Brano selezionato:

===============

I sonnellini pomeridiani possono essere ristoratori dopo una notte insonne, a patto però che non si raggiunga il sonno profondo (non devono superare i 30 minuti), ma non potranno mai sostituire una notte di buon sonno in termini di benefici per la salute.

Evitare l'isolamento sociale

«Oltre ai disturbi del sonno la solitudine è uno dei principali fattori di precipitazione della salute cerebrale, in particolare quando si invecchia. Sono ormai numerosi gli studi epidemiologici condotti in diversi Paesi che stimano il rischio di sviluppare demenze nelle persone sole superiore al 40% rispetto a persone socialmente integrate» aggiunge Alessandro Padovani. Il risvolto positivo è che una buona rete di supporto sociale e il continuo scambio affettivo e di idee con altre persone possono proteggere nei confronti di questo tipo di disturbi. L’isolamento sociale, sempre più diffuso specie fra gli anziani, può associarsi a una perdita di «materia grigia», la sostanza cerebrale dove hanno sede i corpi dei neuroni. Ma anche chi è molto giovane può sviluppare problemi significativi quando i suoi rapporti sono soltanto virtuali. Un recente studio pubblicato su Neurology, ha indagato anche la correlazione tra alcuni fattori di rischio psicosociali e la demenza. Dai risultati sembrerebbe che l’isolamento sociale in persone con meno di 80 anni comporterebbe un maggiore rischio di demenza.

===============

Obiettivo dell'esercizio: Trascriva dal brano su sonno e isolamento sociale il passo compreso tra "I sonnellini pomeridiani" e "per la salute.", estremi inclusi.

===============

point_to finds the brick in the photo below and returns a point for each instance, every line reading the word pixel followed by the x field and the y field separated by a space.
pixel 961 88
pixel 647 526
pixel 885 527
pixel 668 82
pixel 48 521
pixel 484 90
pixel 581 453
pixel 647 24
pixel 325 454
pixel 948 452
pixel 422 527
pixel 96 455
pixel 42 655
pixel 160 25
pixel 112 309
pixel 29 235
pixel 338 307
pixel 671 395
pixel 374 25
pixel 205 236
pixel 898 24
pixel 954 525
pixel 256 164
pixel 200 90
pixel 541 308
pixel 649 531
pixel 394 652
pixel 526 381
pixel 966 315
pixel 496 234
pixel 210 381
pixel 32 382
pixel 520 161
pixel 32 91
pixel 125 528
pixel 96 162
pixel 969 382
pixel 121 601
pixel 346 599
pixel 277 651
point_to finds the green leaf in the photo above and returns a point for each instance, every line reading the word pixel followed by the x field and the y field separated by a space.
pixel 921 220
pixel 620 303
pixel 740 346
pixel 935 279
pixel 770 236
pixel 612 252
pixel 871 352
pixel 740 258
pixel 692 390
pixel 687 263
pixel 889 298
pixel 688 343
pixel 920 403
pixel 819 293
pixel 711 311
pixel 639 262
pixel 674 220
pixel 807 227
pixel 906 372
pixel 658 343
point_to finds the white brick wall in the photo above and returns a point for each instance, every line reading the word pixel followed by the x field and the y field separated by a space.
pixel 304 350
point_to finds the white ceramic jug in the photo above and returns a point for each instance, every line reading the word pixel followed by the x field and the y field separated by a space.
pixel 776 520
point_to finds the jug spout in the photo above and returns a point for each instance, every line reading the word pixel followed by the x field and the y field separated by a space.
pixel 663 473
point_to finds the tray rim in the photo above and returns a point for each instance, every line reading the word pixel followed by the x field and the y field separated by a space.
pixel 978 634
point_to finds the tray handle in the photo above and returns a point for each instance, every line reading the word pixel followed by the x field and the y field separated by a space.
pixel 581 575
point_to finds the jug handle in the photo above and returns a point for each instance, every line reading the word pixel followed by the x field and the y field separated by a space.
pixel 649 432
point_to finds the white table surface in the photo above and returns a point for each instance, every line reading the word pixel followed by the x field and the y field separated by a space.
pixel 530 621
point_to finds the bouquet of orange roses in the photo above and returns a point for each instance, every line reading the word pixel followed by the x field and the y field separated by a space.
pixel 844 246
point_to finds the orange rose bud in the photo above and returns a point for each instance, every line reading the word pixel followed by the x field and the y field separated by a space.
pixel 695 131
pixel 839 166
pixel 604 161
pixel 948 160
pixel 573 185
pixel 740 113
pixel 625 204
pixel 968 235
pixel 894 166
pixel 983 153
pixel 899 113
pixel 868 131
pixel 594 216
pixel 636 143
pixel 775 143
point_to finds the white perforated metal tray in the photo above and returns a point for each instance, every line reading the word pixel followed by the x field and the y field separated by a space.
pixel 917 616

===============

Spazio risposta:
I sonnellini pomeridiani possono essere ristoratori dopo una notte insonne, a patto però che non si raggiunga il sonno profondo (non devono superare i 30 minuti), ma non potranno mai sostituire una notte di buon sonno in termini di benefici per la salute.